*Задания*
a: Объясните, почему автор статьи о Гумилеве считает нужным привести первое стихотворение поэта хотя бы частично. Ответ займет одно–три предложения.
b: Кем служил отец поэта, судя по статье о Гумилеве?
c: Пожалуйста, продолжите статью о Гумилеве, начиная сразу после ее последнего предложения.

*Текст для упражнения*
◆ ◆ ◆ ◆ ◆ ◆ ◆
№10, 1986/История литературы

Николай Гумилев

1

Николай Степанович Гумилев родился в Кронштадте 3 (15) апреля 1886 года. Его отец, Степан Яковлевич, служил корабельным врачом. Впрочем, отец, когда будущий поэт был еще ребенком, вышел в отставку и семья переехала в Царское Село. Вполне возможно, однако, что влечение Н. Гумилева к морским странствиям и заморским путешествиям зародилось у него именно в Кронштадте. Самый вид уплывающих или входящих в гавань кораблей, звяканье судовых склянок, улицы, заполненные моряками, манящая линия горизонта, уходящего за водную гладь, – все будоражило воображение будущего рыцаря Музы Дальних Странствий.

Надо думать, что и Царское Село, с его духом и культом Пушкина в разлитой в воздухе поэзией, немало содействовало подспудному созреванию поэтического таланта Гумилева.

Но было, наконец, и еще одно живейшее впечатление детства и отрочества. Это – Кавказ, куда семья переехала в 1900 году. Правда, пребывание на Кавказе и учеба в тифлисской гимназии оказались недолгими, однако два с лишним года для подростка – срок огромный. Легко предположить, что будущая яркая декоративность, свойственная автору «Чужого неба» и африканских стихов, получила первоначальный толчок на улицах старого Тифлиса, в живописных долинах в ущельях Кавказских юр.

Тифлис был городом, где появилось в печати первое стихотворение И. Гумилева, опубликованное в газете «Тифлисский листок» 8 сентября 11902 года. Поскольку оно никогда больше не перепечатывалось, стоит привести его хотя бы частично.
◆ ◆ ◆ ◆ ◆ ◆ ◆
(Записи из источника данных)
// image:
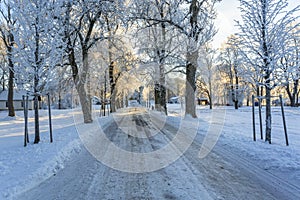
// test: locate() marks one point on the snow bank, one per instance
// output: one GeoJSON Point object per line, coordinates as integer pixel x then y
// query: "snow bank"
{"type": "Point", "coordinates": [21, 168]}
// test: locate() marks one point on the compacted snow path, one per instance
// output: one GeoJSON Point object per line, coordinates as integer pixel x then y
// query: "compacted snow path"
{"type": "Point", "coordinates": [221, 175]}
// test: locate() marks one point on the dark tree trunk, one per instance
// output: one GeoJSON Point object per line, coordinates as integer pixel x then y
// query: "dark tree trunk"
{"type": "Point", "coordinates": [293, 94]}
{"type": "Point", "coordinates": [79, 82]}
{"type": "Point", "coordinates": [190, 107]}
{"type": "Point", "coordinates": [112, 86]}
{"type": "Point", "coordinates": [268, 115]}
{"type": "Point", "coordinates": [36, 82]}
{"type": "Point", "coordinates": [10, 97]}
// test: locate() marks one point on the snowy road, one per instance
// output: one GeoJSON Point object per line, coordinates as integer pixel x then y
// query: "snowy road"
{"type": "Point", "coordinates": [223, 174]}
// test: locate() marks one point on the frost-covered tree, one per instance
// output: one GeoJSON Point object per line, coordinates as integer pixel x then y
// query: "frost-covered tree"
{"type": "Point", "coordinates": [263, 32]}
{"type": "Point", "coordinates": [194, 21]}
{"type": "Point", "coordinates": [158, 42]}
{"type": "Point", "coordinates": [7, 26]}
{"type": "Point", "coordinates": [36, 47]}
{"type": "Point", "coordinates": [83, 26]}
{"type": "Point", "coordinates": [230, 67]}
{"type": "Point", "coordinates": [206, 69]}
{"type": "Point", "coordinates": [289, 70]}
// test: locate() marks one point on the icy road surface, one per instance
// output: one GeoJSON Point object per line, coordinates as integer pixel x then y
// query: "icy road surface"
{"type": "Point", "coordinates": [222, 174]}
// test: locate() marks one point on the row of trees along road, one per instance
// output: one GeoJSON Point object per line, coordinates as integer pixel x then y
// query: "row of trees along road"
{"type": "Point", "coordinates": [40, 38]}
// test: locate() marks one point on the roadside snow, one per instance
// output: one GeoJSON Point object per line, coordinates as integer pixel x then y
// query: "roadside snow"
{"type": "Point", "coordinates": [21, 168]}
{"type": "Point", "coordinates": [237, 137]}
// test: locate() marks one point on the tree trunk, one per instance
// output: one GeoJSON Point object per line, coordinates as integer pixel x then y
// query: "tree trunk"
{"type": "Point", "coordinates": [292, 94]}
{"type": "Point", "coordinates": [157, 99]}
{"type": "Point", "coordinates": [112, 84]}
{"type": "Point", "coordinates": [36, 83]}
{"type": "Point", "coordinates": [79, 82]}
{"type": "Point", "coordinates": [268, 114]}
{"type": "Point", "coordinates": [190, 105]}
{"type": "Point", "coordinates": [10, 97]}
{"type": "Point", "coordinates": [36, 119]}
{"type": "Point", "coordinates": [236, 103]}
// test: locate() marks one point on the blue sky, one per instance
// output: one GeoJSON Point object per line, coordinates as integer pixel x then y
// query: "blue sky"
{"type": "Point", "coordinates": [228, 12]}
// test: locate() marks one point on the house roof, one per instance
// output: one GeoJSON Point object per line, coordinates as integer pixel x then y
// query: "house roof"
{"type": "Point", "coordinates": [18, 95]}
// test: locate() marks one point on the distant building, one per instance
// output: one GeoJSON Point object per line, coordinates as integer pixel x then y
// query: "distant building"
{"type": "Point", "coordinates": [18, 100]}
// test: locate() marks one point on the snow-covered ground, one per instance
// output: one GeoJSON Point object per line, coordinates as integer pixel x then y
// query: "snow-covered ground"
{"type": "Point", "coordinates": [22, 168]}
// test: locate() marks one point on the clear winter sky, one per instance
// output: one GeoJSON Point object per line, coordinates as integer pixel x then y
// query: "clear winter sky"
{"type": "Point", "coordinates": [228, 12]}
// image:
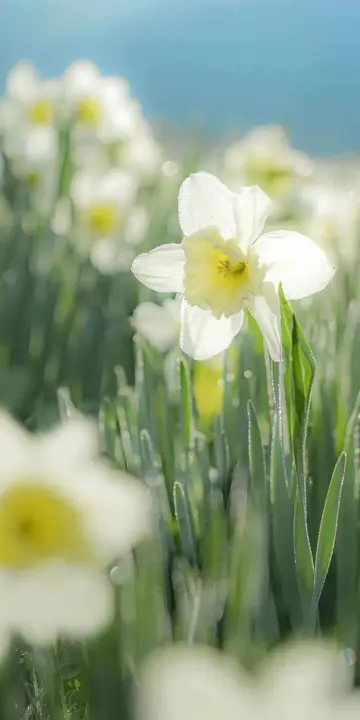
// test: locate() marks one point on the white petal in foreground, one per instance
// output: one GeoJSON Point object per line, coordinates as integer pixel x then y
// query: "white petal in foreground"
{"type": "Point", "coordinates": [265, 309]}
{"type": "Point", "coordinates": [117, 510]}
{"type": "Point", "coordinates": [251, 208]}
{"type": "Point", "coordinates": [295, 261]}
{"type": "Point", "coordinates": [60, 599]}
{"type": "Point", "coordinates": [157, 324]}
{"type": "Point", "coordinates": [202, 335]}
{"type": "Point", "coordinates": [204, 201]}
{"type": "Point", "coordinates": [161, 269]}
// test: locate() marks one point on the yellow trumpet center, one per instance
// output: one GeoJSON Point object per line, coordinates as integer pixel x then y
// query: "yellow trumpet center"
{"type": "Point", "coordinates": [103, 218]}
{"type": "Point", "coordinates": [88, 111]}
{"type": "Point", "coordinates": [38, 524]}
{"type": "Point", "coordinates": [40, 112]}
{"type": "Point", "coordinates": [217, 274]}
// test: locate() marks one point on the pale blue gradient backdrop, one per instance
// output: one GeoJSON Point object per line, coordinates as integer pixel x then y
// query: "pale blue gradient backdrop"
{"type": "Point", "coordinates": [221, 63]}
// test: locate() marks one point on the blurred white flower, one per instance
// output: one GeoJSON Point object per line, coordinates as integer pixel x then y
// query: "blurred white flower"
{"type": "Point", "coordinates": [265, 157]}
{"type": "Point", "coordinates": [225, 264]}
{"type": "Point", "coordinates": [142, 154]}
{"type": "Point", "coordinates": [304, 681]}
{"type": "Point", "coordinates": [331, 213]}
{"type": "Point", "coordinates": [64, 518]}
{"type": "Point", "coordinates": [28, 114]}
{"type": "Point", "coordinates": [159, 324]}
{"type": "Point", "coordinates": [102, 203]}
{"type": "Point", "coordinates": [99, 107]}
{"type": "Point", "coordinates": [137, 225]}
{"type": "Point", "coordinates": [170, 168]}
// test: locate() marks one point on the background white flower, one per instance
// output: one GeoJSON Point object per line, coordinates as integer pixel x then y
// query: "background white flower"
{"type": "Point", "coordinates": [265, 157]}
{"type": "Point", "coordinates": [159, 324]}
{"type": "Point", "coordinates": [304, 681]}
{"type": "Point", "coordinates": [103, 202]}
{"type": "Point", "coordinates": [224, 265]}
{"type": "Point", "coordinates": [64, 518]}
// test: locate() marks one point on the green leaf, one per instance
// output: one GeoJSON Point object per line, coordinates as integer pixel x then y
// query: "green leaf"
{"type": "Point", "coordinates": [303, 362]}
{"type": "Point", "coordinates": [186, 405]}
{"type": "Point", "coordinates": [282, 494]}
{"type": "Point", "coordinates": [328, 528]}
{"type": "Point", "coordinates": [185, 522]}
{"type": "Point", "coordinates": [346, 539]}
{"type": "Point", "coordinates": [256, 460]}
{"type": "Point", "coordinates": [303, 556]}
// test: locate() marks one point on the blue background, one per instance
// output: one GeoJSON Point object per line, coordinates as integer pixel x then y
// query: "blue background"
{"type": "Point", "coordinates": [223, 64]}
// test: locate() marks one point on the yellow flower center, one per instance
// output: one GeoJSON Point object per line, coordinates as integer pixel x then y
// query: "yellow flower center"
{"type": "Point", "coordinates": [38, 524]}
{"type": "Point", "coordinates": [208, 390]}
{"type": "Point", "coordinates": [103, 218]}
{"type": "Point", "coordinates": [40, 112]}
{"type": "Point", "coordinates": [217, 274]}
{"type": "Point", "coordinates": [88, 111]}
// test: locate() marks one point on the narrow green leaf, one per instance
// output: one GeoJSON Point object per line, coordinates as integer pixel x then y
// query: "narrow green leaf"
{"type": "Point", "coordinates": [256, 459]}
{"type": "Point", "coordinates": [328, 528]}
{"type": "Point", "coordinates": [186, 405]}
{"type": "Point", "coordinates": [346, 539]}
{"type": "Point", "coordinates": [303, 556]}
{"type": "Point", "coordinates": [303, 362]}
{"type": "Point", "coordinates": [185, 522]}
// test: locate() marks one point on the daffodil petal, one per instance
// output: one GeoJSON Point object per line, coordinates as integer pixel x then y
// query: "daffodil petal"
{"type": "Point", "coordinates": [251, 208]}
{"type": "Point", "coordinates": [161, 269]}
{"type": "Point", "coordinates": [295, 261]}
{"type": "Point", "coordinates": [157, 325]}
{"type": "Point", "coordinates": [204, 201]}
{"type": "Point", "coordinates": [265, 309]}
{"type": "Point", "coordinates": [202, 335]}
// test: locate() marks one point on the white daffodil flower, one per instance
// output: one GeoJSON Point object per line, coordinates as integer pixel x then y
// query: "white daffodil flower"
{"type": "Point", "coordinates": [331, 213]}
{"type": "Point", "coordinates": [159, 324]}
{"type": "Point", "coordinates": [304, 681]}
{"type": "Point", "coordinates": [225, 265]}
{"type": "Point", "coordinates": [28, 113]}
{"type": "Point", "coordinates": [264, 156]}
{"type": "Point", "coordinates": [64, 519]}
{"type": "Point", "coordinates": [99, 107]}
{"type": "Point", "coordinates": [102, 202]}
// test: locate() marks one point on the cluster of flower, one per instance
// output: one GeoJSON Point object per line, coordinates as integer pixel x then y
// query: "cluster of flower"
{"type": "Point", "coordinates": [82, 147]}
{"type": "Point", "coordinates": [318, 198]}
{"type": "Point", "coordinates": [65, 520]}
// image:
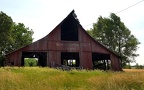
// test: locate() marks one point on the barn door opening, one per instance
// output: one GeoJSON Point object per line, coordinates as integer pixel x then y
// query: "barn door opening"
{"type": "Point", "coordinates": [101, 61]}
{"type": "Point", "coordinates": [69, 30]}
{"type": "Point", "coordinates": [39, 57]}
{"type": "Point", "coordinates": [70, 59]}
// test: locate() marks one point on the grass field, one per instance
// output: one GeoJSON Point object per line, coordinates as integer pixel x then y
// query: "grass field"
{"type": "Point", "coordinates": [36, 78]}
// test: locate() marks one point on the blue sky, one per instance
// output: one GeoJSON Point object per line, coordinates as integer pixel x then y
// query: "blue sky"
{"type": "Point", "coordinates": [43, 15]}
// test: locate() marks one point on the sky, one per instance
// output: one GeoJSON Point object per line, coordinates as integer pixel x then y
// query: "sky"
{"type": "Point", "coordinates": [42, 16]}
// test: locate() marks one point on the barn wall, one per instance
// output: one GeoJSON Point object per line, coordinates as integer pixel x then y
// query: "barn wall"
{"type": "Point", "coordinates": [53, 45]}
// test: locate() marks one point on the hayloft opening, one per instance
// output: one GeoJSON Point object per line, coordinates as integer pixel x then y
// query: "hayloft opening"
{"type": "Point", "coordinates": [69, 30]}
{"type": "Point", "coordinates": [70, 59]}
{"type": "Point", "coordinates": [41, 58]}
{"type": "Point", "coordinates": [101, 61]}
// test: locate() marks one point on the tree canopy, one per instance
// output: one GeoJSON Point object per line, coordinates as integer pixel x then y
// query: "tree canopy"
{"type": "Point", "coordinates": [113, 34]}
{"type": "Point", "coordinates": [13, 36]}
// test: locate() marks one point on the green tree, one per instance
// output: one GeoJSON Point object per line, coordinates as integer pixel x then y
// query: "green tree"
{"type": "Point", "coordinates": [113, 34]}
{"type": "Point", "coordinates": [5, 34]}
{"type": "Point", "coordinates": [12, 36]}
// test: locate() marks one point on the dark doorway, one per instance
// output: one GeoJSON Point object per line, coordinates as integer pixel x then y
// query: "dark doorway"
{"type": "Point", "coordinates": [69, 29]}
{"type": "Point", "coordinates": [41, 57]}
{"type": "Point", "coordinates": [101, 61]}
{"type": "Point", "coordinates": [70, 59]}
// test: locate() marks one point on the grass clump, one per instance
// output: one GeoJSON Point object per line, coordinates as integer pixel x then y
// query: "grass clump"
{"type": "Point", "coordinates": [36, 78]}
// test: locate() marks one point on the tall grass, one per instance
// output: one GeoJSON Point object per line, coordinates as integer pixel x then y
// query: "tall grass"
{"type": "Point", "coordinates": [36, 78]}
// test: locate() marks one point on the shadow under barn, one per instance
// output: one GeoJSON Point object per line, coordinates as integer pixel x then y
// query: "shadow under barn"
{"type": "Point", "coordinates": [42, 57]}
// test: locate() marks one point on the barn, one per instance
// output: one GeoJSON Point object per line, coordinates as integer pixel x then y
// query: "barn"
{"type": "Point", "coordinates": [68, 44]}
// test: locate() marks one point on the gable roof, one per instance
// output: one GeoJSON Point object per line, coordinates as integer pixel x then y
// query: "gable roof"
{"type": "Point", "coordinates": [74, 16]}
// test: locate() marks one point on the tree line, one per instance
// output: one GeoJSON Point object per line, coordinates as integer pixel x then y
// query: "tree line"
{"type": "Point", "coordinates": [12, 36]}
{"type": "Point", "coordinates": [113, 34]}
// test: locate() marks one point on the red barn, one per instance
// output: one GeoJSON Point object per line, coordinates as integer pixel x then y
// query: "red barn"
{"type": "Point", "coordinates": [68, 44]}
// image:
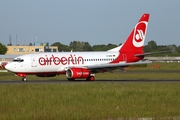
◆ ◆ ◆ ◆ ◆ ◆ ◆
*Ответы*
a: Автор считает нужным привести первое стихотворение Гумилева хотя бы частично, потому что оно больше никогда не перепечатывалось.

b: Отец поэта, Степан Яковлевич, служил корабельным врачом.

c:
Я в лес бежал из городов,

В пустыню от людей бежал.

Теперь молиться я готов,

Рыдать, как прежде не рыдал.

 

Вот я один с самим собой.

Пора, пора мне отдохнуть.

Свет беспощадный, свет слепой

Мой выпил мозг, мне выжег грудь.

 

Я страшный узник, я злодей,

Прости, Господь, прости меня.

Душе измученной моей

Прости, раскаянье ценя.

 

Есть люди с пламенной душой,

Есть люди с жаждою добра.

Ты им вручи свой стяг святой.

Их манит, их влечет борьба.

 

Меня ж, Господь, прости, прости.

Прошу о милости одной:

Больную душу отпусти

На незаслуженный покой1.

(«Я в лес бежал из городов…»)

Стихотворение это интересно, пожалуй, лишь тем, что по нему в какой-то мере можно судить о возможном круге чтения гимназиста Гумилева, а главное, о первоначальных поэтических воздействиях, испытанных им в ранней юности. То, что в такой (предположительный, конечно) круг входили стихи С. Надсона, может быть, Н. Минского, А. Апухтина, К. Фофанова, представляется вполне вероятным. Если же судить еще по некоторым стихам, уже не вошедшим в юношеский («тифлисский») Альбом и написанным, по-видимому, чуть позднее, то испытал он и заметное воздействие К. Бальмонта, слава которого как раз в годы гумилевской юности вошла в свой головокружительный зенит.

По стихам, сохранившимся в юношеском Альбоме, видно, что Гумилев в ту, долитературную, свою пору тяготел к романтической поэзии. Стихи, записанные в Альбоме, крайне подражательны, переполнены ходячими романтическими штампами и представляют сейчас интерес лишь чисто биографический.

В 1903 году семья Гумилевых вернулась в Царское Село. Теперь повзрослевший гимназист, за плечами которого был уже рукописный сборник «Горы и ущелья», мог более сознательно оценить и воспринять литературные традиции, связанные со священным местом русской поэзии. На отдельных его стихах тех лет можно заметить отсветы «южных» романтических поэм Пушкина – в особенности «Цыган».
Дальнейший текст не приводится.